_DIRECTIONS_
Write out the entries below, from the line containing "like [(467, 91)]." through the line containing "[(151, 133)]", including both lines, copied character for character.

_DATA IN THIS EXERCISE_
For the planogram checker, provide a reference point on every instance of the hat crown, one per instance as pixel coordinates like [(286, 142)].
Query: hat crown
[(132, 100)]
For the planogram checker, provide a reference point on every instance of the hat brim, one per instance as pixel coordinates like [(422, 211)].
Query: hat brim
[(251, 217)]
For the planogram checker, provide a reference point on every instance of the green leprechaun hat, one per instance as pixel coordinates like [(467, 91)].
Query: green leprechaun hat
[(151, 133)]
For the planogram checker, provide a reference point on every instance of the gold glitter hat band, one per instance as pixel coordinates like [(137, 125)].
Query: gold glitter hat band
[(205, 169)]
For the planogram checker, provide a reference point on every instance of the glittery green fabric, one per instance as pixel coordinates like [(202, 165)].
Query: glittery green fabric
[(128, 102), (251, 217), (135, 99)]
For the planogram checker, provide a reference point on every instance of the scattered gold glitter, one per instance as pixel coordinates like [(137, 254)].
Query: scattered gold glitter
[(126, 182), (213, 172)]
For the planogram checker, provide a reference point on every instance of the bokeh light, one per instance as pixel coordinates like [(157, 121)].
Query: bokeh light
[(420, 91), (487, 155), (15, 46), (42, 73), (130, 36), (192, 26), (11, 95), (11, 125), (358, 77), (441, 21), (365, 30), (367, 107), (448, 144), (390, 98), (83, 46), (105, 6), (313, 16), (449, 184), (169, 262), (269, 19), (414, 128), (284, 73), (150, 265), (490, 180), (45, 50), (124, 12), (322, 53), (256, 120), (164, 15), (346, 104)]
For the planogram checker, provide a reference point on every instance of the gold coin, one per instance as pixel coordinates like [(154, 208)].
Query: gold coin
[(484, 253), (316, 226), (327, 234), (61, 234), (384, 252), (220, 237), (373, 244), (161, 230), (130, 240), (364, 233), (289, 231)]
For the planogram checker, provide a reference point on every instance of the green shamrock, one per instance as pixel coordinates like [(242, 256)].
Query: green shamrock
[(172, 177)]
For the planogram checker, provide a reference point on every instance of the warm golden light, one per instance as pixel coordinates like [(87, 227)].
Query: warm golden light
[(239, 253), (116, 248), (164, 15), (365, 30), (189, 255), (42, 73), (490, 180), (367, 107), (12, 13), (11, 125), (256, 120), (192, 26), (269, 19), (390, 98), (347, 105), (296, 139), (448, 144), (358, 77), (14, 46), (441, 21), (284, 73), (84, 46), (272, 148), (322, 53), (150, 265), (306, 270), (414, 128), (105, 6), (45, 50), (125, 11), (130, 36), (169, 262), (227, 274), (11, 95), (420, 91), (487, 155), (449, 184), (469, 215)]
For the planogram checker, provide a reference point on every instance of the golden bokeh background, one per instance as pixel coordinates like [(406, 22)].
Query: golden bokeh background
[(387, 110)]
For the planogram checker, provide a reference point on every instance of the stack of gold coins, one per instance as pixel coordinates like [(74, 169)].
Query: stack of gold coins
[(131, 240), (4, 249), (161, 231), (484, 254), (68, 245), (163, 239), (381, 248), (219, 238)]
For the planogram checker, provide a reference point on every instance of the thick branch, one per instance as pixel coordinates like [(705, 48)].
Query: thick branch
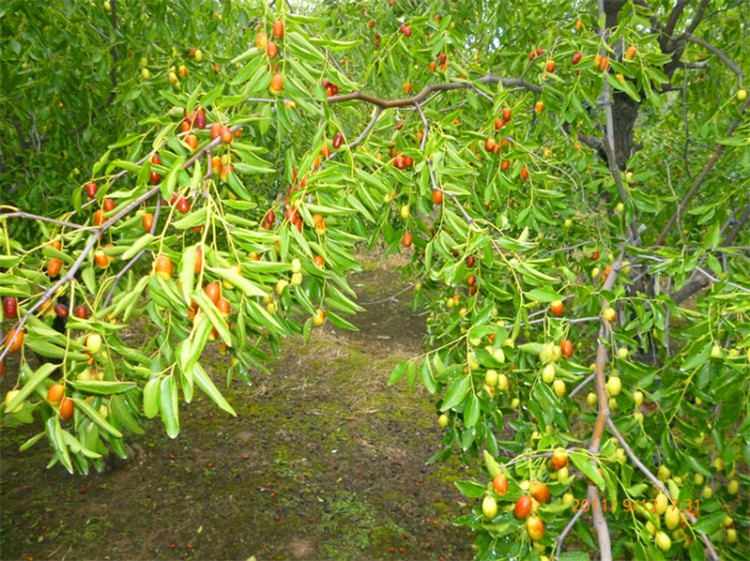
[(421, 96), (718, 151), (22, 214), (600, 525)]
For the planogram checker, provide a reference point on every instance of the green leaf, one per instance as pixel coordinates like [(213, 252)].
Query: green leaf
[(187, 271), (397, 373), (41, 374), (471, 412), (168, 406), (457, 392), (709, 523), (207, 386), (542, 295), (94, 415), (583, 463), (493, 468), (151, 397), (138, 245), (102, 387), (239, 281)]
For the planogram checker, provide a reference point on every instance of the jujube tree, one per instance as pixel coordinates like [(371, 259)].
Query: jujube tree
[(571, 186)]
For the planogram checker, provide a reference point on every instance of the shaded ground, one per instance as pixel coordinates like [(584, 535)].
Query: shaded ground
[(323, 462)]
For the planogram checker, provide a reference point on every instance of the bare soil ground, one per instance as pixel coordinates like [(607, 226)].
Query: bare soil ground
[(323, 462)]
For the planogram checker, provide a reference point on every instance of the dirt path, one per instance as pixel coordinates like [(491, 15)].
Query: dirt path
[(323, 462)]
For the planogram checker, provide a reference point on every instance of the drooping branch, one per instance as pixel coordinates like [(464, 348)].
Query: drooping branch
[(96, 236), (469, 219), (698, 17), (728, 62), (658, 484), (717, 153), (134, 260)]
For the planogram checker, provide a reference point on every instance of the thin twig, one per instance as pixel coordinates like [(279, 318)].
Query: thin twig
[(728, 62), (469, 219), (658, 484), (717, 153), (568, 527), (22, 214)]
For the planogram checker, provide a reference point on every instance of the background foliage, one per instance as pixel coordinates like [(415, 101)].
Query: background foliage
[(614, 186)]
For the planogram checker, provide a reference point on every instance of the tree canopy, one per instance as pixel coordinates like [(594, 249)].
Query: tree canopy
[(569, 180)]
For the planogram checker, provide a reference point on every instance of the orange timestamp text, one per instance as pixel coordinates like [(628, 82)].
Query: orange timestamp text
[(628, 505)]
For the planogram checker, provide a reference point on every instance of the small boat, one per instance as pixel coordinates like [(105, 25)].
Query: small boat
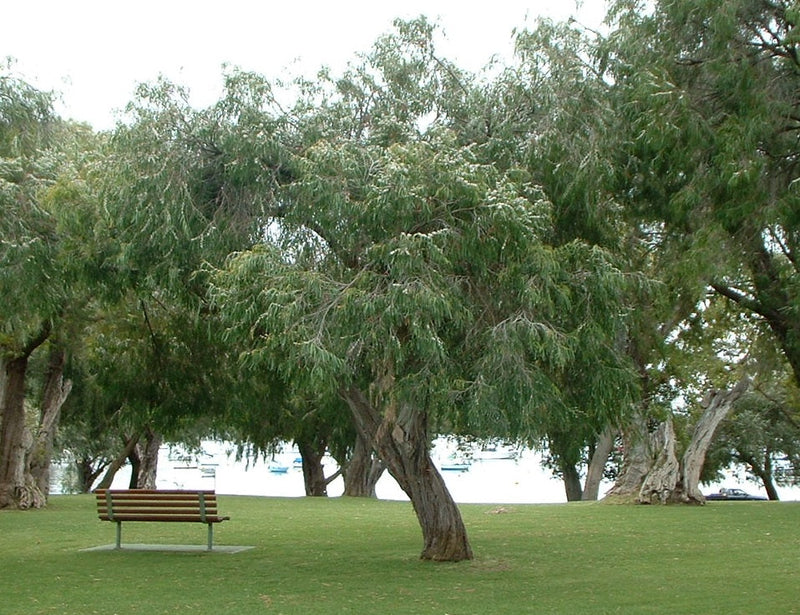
[(455, 466)]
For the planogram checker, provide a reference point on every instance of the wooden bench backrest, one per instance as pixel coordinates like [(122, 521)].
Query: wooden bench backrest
[(157, 505)]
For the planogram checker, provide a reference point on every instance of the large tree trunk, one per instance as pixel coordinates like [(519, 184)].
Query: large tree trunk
[(119, 461), (148, 456), (56, 391), (88, 472), (636, 462), (400, 437), (717, 406), (764, 472), (12, 434), (363, 470), (659, 484), (597, 464), (653, 459), (313, 470), (572, 482)]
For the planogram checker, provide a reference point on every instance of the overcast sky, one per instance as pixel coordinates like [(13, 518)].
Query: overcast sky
[(95, 51)]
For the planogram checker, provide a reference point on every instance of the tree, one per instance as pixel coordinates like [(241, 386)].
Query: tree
[(46, 257), (704, 94), (422, 286), (762, 435), (709, 93)]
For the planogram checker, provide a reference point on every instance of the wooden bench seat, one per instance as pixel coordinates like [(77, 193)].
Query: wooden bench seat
[(119, 505)]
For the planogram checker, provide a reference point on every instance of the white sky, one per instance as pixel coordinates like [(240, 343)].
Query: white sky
[(95, 51)]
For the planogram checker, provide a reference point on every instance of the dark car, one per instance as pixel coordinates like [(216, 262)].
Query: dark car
[(733, 495)]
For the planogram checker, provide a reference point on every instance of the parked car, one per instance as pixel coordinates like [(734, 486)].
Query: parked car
[(733, 494)]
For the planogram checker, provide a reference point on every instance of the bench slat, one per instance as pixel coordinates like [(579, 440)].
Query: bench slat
[(165, 517)]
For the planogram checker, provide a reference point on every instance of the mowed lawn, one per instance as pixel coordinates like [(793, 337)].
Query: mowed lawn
[(360, 556)]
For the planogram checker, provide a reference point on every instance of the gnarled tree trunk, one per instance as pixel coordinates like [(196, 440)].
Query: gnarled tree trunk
[(717, 406), (313, 471), (17, 487), (400, 438), (118, 462), (653, 461), (56, 391), (148, 459), (637, 461), (363, 470), (659, 484), (597, 464)]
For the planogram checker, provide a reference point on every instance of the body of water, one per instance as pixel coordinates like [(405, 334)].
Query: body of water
[(500, 475)]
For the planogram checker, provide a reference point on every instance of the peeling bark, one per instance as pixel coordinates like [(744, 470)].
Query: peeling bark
[(148, 455), (636, 463), (659, 484), (56, 391), (363, 470), (313, 470), (400, 438), (597, 464), (652, 460), (118, 462), (717, 406)]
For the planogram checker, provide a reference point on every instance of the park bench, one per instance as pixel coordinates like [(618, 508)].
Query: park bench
[(119, 505)]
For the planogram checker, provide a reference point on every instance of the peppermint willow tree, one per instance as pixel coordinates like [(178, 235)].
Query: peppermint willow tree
[(405, 271), (706, 94)]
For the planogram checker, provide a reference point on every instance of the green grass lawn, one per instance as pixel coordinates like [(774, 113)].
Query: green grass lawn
[(352, 556)]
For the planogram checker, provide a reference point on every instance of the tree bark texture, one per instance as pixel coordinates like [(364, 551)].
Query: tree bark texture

_FULL SOLUTION_
For the planogram checker, provide a reference point on every instance of the green leprechaun hat, one per instance as pixel coordinates like [(467, 91)].
Query: green leprechaun hat
[(151, 133)]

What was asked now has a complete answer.